**Directions for this task**: Render the entries from the line with "Expected output: for each instance of the priest's" through the end of the entries as a two-column CSV with the headers entry_text and answer. Give one row per entry, putting each field in double quotes and turning line breaks into spaces.

[Entries from a dataset]
================================
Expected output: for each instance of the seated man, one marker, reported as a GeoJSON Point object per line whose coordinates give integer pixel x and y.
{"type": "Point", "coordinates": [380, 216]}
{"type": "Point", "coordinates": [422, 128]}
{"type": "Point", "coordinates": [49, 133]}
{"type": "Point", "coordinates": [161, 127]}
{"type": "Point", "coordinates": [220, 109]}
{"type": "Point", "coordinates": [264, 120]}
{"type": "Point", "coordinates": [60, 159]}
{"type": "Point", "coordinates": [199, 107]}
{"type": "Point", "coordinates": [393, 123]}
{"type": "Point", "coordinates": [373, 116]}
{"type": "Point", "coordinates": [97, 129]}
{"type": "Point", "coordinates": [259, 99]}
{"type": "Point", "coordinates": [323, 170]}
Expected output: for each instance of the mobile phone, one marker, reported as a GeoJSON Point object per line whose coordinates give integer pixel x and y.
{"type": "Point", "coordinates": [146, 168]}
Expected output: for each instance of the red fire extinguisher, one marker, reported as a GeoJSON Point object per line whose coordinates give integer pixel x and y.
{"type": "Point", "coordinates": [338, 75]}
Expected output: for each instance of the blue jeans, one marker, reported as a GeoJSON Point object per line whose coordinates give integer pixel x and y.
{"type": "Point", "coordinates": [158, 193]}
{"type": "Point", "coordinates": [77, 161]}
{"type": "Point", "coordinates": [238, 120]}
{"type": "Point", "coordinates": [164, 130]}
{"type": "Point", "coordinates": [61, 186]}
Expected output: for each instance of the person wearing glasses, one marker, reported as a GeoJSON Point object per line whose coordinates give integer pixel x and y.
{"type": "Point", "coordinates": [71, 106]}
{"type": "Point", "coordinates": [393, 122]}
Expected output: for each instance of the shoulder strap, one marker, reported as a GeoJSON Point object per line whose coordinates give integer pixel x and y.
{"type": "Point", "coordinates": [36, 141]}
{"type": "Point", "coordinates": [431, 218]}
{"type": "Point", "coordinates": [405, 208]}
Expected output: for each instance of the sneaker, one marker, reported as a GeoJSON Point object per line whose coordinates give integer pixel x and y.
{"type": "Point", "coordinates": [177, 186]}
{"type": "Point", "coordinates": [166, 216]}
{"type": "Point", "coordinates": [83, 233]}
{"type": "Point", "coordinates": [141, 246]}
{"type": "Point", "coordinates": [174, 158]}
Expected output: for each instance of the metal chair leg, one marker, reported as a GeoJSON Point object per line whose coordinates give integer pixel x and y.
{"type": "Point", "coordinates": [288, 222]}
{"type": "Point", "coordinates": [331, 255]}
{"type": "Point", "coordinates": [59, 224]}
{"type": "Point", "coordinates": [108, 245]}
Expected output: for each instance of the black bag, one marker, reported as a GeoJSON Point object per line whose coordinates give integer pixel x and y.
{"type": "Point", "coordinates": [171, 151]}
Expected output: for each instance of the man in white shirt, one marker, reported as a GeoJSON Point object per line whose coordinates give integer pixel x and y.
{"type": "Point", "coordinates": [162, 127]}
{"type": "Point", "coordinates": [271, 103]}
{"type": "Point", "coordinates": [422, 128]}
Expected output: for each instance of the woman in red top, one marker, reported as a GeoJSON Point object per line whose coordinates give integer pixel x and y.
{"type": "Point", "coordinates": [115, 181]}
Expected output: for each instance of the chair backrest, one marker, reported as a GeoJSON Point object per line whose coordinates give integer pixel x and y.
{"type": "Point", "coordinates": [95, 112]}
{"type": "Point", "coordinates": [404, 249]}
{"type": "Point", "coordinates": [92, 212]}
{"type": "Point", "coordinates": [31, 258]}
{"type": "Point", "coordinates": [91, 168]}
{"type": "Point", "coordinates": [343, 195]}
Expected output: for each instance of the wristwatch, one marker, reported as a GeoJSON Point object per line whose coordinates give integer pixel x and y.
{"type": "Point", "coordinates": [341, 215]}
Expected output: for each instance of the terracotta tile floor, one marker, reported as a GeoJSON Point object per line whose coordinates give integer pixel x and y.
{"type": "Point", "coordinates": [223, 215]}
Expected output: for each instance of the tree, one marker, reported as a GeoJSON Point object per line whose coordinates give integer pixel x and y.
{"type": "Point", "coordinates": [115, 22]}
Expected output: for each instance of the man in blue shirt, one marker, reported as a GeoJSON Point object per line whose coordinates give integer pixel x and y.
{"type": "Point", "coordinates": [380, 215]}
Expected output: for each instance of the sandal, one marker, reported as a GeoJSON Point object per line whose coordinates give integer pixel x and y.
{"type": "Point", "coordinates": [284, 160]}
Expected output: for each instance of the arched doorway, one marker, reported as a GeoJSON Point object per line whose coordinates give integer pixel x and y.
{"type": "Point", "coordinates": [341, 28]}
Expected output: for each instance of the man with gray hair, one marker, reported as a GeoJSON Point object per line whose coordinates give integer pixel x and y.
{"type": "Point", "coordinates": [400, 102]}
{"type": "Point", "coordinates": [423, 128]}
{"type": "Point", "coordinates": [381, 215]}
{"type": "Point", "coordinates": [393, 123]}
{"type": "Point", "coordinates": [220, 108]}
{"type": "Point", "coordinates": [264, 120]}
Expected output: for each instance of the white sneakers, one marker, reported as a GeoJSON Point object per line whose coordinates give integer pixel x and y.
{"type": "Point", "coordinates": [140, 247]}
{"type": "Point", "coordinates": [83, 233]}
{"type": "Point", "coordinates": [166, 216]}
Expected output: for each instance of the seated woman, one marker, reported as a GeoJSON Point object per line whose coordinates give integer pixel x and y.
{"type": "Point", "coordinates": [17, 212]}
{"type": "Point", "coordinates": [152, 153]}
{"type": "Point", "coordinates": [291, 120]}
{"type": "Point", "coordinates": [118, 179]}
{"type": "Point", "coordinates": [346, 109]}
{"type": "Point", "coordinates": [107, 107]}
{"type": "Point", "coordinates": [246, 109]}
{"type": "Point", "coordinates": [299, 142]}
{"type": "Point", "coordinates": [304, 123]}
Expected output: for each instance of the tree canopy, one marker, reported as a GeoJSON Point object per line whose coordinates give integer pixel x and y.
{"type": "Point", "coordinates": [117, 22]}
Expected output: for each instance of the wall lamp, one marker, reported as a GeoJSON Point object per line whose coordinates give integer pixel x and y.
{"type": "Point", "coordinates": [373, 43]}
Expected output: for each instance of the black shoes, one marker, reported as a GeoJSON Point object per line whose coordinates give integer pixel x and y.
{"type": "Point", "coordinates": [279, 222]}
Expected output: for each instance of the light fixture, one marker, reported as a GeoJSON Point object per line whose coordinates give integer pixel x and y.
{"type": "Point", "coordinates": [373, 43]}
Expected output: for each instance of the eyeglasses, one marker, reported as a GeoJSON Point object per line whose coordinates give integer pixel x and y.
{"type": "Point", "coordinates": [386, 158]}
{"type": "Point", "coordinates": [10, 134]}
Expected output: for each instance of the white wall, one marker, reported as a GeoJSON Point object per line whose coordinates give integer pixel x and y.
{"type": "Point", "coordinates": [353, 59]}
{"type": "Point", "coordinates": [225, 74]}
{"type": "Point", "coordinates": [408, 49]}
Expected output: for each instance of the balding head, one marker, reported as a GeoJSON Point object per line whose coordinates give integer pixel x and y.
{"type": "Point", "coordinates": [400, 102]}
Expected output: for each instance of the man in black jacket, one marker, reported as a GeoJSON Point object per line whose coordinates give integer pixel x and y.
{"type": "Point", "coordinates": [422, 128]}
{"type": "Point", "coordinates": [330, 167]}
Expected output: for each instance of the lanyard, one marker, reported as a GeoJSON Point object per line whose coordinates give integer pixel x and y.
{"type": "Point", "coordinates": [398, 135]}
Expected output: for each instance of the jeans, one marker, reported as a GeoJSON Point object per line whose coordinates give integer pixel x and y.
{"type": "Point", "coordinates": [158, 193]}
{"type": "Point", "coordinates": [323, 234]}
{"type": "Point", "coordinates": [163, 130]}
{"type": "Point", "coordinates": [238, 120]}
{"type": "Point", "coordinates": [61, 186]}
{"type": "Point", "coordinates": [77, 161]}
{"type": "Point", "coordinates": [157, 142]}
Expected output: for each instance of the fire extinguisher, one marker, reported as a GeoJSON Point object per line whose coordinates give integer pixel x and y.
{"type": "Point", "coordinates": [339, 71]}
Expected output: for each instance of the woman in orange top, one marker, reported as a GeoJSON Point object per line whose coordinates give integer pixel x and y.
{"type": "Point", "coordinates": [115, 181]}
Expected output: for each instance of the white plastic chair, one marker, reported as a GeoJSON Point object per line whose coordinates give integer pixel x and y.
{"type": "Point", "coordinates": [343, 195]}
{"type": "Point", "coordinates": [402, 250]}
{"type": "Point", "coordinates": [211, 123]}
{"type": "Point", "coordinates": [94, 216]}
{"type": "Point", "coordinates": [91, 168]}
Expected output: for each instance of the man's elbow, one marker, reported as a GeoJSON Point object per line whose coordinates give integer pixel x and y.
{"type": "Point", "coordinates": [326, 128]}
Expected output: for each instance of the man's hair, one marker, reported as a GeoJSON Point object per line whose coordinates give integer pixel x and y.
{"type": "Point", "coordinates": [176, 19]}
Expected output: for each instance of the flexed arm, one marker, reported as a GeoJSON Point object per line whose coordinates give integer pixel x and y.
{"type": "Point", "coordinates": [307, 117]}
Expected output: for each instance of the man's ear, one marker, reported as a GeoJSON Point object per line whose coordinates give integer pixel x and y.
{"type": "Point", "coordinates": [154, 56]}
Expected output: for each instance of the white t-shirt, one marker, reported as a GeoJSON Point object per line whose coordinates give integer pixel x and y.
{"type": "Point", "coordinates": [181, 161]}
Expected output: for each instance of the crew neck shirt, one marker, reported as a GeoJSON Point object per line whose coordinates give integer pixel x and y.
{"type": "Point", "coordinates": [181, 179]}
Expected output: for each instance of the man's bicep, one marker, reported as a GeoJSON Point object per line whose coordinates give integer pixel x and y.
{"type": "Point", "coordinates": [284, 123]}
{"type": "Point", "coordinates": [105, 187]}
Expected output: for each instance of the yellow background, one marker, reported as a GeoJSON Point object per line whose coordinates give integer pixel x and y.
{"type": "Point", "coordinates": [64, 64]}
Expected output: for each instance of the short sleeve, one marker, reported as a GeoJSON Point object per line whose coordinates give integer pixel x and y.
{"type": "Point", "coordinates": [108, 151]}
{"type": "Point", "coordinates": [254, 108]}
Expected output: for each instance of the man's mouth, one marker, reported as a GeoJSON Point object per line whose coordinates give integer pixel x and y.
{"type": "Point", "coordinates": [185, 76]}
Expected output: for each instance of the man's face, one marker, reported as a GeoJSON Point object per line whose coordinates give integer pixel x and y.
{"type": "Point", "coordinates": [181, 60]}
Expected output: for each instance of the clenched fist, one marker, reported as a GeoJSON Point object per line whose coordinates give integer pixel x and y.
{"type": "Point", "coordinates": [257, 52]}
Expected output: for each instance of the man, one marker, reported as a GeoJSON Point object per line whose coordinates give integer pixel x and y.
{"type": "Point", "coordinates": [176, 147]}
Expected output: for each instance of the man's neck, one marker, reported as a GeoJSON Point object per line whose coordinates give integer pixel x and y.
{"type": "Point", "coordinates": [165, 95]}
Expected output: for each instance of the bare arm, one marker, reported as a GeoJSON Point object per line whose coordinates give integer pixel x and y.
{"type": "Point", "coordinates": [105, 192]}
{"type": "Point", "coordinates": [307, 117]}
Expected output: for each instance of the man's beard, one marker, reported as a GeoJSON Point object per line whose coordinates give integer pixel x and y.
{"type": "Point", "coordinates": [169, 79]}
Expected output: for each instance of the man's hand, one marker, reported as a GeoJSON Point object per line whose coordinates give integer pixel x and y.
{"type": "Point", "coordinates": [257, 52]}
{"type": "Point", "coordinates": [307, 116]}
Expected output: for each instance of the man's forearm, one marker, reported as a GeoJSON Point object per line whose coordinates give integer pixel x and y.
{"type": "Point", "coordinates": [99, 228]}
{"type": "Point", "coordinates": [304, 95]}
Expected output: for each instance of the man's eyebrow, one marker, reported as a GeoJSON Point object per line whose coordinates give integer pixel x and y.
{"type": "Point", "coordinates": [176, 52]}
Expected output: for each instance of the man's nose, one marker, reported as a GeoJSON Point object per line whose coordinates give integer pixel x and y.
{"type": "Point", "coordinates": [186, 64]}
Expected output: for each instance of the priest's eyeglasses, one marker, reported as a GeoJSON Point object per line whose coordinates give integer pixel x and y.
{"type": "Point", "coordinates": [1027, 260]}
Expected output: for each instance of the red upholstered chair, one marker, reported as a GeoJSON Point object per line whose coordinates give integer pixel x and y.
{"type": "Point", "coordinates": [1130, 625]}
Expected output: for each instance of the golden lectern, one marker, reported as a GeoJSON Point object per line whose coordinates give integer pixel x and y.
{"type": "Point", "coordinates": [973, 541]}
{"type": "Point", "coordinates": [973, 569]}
================================
**Solution for this task**:
entry_text,answer
"Expected output: for each instance of the priest's eyeglasses, one marker, reported as a GeoJSON Point object per line whose coordinates give integer pixel x and y.","{""type"": ""Point"", ""coordinates"": [1027, 260]}"
"Expected output: for each instance of the red upholstered chair, one marker, reported as a GeoJSON Point object per line whose coordinates give integer pixel x and y.","{""type"": ""Point"", ""coordinates"": [1130, 625]}"
"Expected output: for each instance of the golden lectern, one marker, reported as a GeoJSON Point object per line whose coordinates give integer pixel x and y.","{""type"": ""Point"", ""coordinates"": [973, 541]} {""type"": ""Point"", ""coordinates"": [973, 569]}"